=== Given information ===
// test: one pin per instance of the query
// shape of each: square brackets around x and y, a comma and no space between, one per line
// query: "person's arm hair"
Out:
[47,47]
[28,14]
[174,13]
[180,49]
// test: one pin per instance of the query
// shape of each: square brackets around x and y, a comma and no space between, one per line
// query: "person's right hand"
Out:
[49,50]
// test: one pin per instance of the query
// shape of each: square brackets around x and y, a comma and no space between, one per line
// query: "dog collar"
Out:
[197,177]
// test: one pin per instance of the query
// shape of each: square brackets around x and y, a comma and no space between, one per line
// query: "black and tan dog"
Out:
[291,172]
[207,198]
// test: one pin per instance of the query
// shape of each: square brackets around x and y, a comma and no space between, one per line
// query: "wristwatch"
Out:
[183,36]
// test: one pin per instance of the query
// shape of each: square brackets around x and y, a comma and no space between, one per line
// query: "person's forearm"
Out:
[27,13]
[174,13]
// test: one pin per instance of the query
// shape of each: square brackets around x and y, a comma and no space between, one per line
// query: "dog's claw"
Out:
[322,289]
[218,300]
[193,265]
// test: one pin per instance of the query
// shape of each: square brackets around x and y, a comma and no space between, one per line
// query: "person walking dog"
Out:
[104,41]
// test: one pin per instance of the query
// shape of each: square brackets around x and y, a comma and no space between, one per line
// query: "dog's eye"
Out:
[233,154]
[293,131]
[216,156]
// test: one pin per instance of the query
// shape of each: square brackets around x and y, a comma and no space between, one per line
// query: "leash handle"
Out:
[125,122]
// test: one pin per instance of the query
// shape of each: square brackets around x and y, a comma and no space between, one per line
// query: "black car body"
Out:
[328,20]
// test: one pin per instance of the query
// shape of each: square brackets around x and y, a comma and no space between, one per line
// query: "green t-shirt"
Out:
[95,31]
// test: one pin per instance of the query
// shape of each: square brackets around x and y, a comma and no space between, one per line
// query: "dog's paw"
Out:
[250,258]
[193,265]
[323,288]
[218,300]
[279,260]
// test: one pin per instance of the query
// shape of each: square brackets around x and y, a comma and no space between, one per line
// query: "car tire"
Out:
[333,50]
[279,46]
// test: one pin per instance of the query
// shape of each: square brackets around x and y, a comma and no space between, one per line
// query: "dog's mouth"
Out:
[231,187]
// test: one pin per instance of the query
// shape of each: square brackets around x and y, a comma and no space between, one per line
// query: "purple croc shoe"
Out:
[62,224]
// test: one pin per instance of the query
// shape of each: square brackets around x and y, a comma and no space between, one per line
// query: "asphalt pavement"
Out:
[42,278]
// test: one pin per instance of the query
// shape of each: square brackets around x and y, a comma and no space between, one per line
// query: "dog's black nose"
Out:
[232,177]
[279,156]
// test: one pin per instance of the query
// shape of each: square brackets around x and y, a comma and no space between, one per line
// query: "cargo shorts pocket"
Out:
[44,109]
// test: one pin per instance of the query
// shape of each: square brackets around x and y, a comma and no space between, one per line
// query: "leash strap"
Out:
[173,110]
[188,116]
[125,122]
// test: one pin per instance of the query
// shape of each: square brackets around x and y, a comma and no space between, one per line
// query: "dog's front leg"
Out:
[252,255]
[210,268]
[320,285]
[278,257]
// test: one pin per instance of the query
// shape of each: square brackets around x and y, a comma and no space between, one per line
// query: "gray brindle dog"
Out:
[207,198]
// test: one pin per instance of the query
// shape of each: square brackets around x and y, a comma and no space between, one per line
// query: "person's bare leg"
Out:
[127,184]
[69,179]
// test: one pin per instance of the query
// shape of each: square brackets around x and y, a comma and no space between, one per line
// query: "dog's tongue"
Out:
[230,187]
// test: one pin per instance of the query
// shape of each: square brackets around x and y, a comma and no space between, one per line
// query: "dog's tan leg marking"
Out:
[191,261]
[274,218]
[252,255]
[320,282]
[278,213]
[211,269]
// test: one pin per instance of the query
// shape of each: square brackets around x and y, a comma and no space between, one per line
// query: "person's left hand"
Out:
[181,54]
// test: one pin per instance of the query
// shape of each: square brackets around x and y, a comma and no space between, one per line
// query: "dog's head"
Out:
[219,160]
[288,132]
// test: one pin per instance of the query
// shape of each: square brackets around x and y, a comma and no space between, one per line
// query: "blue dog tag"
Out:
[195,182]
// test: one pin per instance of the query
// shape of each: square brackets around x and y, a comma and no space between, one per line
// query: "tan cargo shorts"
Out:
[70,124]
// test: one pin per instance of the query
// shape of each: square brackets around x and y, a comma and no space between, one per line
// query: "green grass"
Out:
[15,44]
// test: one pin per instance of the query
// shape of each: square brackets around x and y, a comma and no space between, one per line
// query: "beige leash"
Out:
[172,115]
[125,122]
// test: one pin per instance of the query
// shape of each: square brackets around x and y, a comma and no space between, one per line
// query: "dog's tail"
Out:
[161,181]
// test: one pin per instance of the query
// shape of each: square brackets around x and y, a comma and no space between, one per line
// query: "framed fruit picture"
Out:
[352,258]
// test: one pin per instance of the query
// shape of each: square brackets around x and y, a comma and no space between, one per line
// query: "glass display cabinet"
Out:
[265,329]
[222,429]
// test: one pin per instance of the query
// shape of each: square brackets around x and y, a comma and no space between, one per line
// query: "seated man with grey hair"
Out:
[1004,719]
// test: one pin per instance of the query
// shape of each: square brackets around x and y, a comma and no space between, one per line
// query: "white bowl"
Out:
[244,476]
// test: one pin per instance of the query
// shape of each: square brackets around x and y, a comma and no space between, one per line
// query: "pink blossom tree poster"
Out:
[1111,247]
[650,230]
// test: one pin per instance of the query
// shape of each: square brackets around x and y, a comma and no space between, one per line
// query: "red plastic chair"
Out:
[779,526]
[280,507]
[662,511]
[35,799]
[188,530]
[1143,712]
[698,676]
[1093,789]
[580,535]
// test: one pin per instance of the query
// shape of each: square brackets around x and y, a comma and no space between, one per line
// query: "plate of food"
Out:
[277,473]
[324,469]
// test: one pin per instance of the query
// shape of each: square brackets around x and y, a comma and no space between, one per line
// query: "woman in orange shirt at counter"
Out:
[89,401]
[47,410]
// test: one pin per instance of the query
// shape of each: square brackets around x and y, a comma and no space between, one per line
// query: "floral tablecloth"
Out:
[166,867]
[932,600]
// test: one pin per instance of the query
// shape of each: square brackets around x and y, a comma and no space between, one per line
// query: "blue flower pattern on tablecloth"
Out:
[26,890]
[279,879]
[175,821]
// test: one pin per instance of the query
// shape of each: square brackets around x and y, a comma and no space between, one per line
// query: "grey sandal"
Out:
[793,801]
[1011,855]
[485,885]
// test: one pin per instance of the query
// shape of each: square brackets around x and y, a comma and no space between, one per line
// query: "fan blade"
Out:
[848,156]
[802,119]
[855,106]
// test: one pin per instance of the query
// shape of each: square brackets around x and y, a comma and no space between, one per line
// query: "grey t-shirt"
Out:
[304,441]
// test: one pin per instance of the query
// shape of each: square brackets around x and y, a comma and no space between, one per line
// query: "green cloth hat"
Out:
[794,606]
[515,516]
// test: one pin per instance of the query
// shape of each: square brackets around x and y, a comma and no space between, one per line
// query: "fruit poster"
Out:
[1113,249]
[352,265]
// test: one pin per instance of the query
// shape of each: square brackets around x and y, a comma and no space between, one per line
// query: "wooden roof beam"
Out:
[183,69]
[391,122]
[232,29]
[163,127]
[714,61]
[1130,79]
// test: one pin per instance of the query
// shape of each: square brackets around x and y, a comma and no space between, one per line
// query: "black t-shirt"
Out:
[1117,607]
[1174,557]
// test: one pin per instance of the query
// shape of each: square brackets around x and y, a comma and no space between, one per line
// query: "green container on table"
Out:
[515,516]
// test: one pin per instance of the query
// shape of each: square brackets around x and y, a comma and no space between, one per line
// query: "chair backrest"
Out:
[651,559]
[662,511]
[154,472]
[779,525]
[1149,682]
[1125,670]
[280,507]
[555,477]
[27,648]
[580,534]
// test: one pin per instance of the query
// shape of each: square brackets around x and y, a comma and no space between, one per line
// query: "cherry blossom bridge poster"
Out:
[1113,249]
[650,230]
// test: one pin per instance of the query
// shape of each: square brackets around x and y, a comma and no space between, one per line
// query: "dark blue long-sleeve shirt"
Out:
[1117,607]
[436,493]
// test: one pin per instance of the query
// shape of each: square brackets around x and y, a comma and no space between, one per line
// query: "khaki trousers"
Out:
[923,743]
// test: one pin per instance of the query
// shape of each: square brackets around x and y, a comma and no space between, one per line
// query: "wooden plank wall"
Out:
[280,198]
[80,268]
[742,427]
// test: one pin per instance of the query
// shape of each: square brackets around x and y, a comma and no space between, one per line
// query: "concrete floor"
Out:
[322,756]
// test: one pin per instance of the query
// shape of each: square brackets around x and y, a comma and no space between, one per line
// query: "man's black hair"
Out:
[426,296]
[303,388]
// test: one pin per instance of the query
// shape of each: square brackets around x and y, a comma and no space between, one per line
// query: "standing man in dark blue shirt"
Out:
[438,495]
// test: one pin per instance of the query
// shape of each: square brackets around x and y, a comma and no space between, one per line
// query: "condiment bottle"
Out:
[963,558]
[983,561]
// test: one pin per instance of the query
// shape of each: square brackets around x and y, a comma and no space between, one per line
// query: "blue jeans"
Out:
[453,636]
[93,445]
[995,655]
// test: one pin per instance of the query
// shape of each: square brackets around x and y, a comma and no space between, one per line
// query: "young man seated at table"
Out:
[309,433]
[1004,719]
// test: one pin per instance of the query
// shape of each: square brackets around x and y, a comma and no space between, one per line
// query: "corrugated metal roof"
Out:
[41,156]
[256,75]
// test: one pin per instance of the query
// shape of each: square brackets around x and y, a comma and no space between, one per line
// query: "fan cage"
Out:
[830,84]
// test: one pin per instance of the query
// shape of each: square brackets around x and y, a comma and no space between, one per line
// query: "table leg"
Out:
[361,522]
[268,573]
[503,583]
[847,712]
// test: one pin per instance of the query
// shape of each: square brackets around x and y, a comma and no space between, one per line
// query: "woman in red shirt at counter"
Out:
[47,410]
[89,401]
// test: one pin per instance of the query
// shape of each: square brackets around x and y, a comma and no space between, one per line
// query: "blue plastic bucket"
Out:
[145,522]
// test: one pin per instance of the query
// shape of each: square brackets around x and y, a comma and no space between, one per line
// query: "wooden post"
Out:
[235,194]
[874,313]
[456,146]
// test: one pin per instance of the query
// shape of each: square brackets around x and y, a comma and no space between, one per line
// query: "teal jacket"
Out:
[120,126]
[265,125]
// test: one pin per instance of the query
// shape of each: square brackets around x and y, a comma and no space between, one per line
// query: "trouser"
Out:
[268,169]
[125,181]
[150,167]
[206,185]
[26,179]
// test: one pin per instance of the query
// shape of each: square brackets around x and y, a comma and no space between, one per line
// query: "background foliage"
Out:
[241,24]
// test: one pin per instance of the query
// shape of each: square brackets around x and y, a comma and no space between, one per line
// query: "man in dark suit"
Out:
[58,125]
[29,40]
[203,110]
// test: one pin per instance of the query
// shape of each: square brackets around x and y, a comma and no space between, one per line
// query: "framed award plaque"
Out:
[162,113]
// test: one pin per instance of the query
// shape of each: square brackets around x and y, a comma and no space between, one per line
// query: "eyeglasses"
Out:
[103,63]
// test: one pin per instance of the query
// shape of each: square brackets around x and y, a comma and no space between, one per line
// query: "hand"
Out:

=== Problem ===
From the data above, state how many lines hold the string "shirt", and give the number without other words.

=== Output of the exercise ===
7